In the article on prison call centres, rewrite the stretch from "NSW Corrective Services" through "with rival firms.", substituting "inmates" for each occurrence of "prisoners".

READING TEXT:

┄┄┄┄┄┄┄┄┄┄┄┄┄┄┄┄┄┄┄┄

PRISONS are paying inmates $2 an hour to operate call centres from behind bars to prevent the work going offshore and to improve job skills.
Duties include database cleansing, outbound marketing and call reminders.
NSW Corrective Services Industries says the program poses no security threat and only female prisoners who had shown ''excellent behaviour'' are trained as call operators.
Thirty inmates, whose crimes include fraud and stealing, manage the call centre at the Dillwynia jail, near Windsor.
CSI, which made a profit of $24 million in the past financial year, also uses prison workers to clean headsets for Qantas and repair appliances for Breville.
CSI executive director Steve Thorpe said yesterday prisoners worked for about $2 an hour, but the company charged clients $9 an hour, due to rules banning jails from competing unfairly with rival firms.
Murderers ''may or may not'' be able to work in the call centre, he said, depending on when they committed the crime and whether they had been rehabilitated in custody.
''You don’t want people who've committed horrendous crimes talking to the public,'' Mr Thorpe said.
''You could have a murderer and that might have happened many, many, many years ago and the issue of violent behaviour has been addressed in prison.''
He said prison workers could only dial the numbers assigned to them and worked under tight supervision.
''There are no credit cards, no money, no selling,'' he said.
Dr Catriona Wallace, director of Fifth Quadrant, says her firm had advised and supported the Department of Corrective Services for three years.

┄┄┄┄┄┄┄┄┄┄┄┄┄┄┄┄┄┄┄┄

Data extracted from a collection:
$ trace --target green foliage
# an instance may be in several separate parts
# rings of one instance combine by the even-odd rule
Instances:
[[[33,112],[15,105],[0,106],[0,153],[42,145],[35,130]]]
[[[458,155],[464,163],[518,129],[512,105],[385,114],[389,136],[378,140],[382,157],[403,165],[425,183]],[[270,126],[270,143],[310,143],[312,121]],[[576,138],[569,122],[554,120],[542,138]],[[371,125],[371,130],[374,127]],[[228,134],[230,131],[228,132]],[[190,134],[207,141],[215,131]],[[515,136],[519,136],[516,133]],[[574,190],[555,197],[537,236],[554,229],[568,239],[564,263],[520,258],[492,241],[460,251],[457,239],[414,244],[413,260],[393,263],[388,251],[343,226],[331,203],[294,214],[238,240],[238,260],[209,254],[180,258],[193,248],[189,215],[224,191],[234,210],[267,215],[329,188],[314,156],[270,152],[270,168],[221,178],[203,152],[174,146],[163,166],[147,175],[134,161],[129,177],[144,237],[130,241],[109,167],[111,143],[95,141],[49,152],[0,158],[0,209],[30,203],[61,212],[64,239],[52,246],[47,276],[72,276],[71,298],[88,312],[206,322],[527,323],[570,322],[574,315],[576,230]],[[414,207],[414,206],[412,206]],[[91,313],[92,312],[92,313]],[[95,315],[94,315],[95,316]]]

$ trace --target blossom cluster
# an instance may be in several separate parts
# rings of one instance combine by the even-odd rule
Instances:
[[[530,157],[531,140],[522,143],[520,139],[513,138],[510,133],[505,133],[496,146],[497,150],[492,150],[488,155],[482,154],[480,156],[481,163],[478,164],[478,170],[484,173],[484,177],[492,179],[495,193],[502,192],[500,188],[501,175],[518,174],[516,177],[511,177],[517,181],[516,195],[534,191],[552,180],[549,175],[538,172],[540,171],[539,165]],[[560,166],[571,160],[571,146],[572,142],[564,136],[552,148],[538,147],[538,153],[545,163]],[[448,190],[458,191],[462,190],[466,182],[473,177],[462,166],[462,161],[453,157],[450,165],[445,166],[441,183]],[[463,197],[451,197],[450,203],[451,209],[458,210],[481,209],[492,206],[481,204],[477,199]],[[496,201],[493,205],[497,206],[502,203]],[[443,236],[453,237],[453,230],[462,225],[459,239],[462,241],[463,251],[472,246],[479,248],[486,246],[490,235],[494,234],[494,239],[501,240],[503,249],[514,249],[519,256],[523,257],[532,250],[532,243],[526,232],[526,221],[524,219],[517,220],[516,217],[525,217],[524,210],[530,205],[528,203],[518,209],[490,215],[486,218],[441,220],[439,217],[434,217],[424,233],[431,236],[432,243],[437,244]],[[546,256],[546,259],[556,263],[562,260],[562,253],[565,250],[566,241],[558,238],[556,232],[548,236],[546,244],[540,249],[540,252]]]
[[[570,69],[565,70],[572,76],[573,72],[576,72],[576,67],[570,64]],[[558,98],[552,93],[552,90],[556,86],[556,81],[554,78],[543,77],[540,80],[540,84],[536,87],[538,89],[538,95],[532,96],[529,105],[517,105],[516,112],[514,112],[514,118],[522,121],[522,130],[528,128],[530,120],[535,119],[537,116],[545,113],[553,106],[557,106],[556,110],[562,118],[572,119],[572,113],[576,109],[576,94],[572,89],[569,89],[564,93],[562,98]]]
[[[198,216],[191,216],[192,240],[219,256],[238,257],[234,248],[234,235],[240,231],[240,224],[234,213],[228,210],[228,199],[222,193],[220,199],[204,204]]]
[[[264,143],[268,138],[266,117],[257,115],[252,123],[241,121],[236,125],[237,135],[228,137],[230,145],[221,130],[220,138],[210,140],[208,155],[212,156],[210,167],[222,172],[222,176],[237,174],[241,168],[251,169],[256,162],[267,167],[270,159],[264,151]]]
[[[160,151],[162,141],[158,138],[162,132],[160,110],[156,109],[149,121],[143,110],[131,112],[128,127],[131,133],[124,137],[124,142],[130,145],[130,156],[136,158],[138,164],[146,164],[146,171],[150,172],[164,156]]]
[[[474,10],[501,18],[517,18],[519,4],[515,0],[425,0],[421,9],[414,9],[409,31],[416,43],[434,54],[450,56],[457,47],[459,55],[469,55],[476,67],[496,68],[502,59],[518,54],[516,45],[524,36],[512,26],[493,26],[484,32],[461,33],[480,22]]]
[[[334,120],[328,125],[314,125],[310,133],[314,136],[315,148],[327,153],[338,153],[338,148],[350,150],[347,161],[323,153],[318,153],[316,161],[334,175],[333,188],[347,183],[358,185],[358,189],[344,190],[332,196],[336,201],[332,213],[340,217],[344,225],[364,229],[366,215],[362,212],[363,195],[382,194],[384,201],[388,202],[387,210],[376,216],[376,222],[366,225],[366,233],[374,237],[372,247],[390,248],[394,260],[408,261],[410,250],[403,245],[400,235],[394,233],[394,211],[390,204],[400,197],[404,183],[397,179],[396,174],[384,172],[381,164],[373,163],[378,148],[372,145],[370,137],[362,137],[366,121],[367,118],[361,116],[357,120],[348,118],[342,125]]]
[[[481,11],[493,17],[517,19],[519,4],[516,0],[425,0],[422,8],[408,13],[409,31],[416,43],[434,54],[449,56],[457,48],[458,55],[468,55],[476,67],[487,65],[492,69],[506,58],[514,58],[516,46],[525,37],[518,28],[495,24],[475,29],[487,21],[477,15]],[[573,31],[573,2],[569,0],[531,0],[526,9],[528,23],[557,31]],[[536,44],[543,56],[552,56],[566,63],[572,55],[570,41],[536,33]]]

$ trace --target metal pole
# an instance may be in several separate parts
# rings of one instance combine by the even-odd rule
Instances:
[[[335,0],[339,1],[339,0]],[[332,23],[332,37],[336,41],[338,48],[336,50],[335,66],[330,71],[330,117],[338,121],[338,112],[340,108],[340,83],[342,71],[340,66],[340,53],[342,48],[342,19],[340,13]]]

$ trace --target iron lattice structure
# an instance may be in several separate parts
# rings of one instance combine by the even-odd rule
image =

┄┄┄┄┄┄┄┄┄┄┄┄┄┄┄┄┄┄┄┄

ANSWER TO THE TASK:
NSW Corrective Services Industries says the program poses no security threat and only female inmates who had shown ''excellent behaviour'' are trained as call operators.
Thirty inmates, whose crimes include fraud and stealing, manage the call centre at the Dillwynia jail, near Windsor.
CSI, which made a profit of $24 million in the past financial year, also uses prison workers to clean headsets for Qantas and repair appliances for Breville.
CSI executive director Steve Thorpe said yesterday inmates worked for about $2 an hour, but the company charged clients $9 an hour, due to rules banning jails from competing unfairly with rival firms.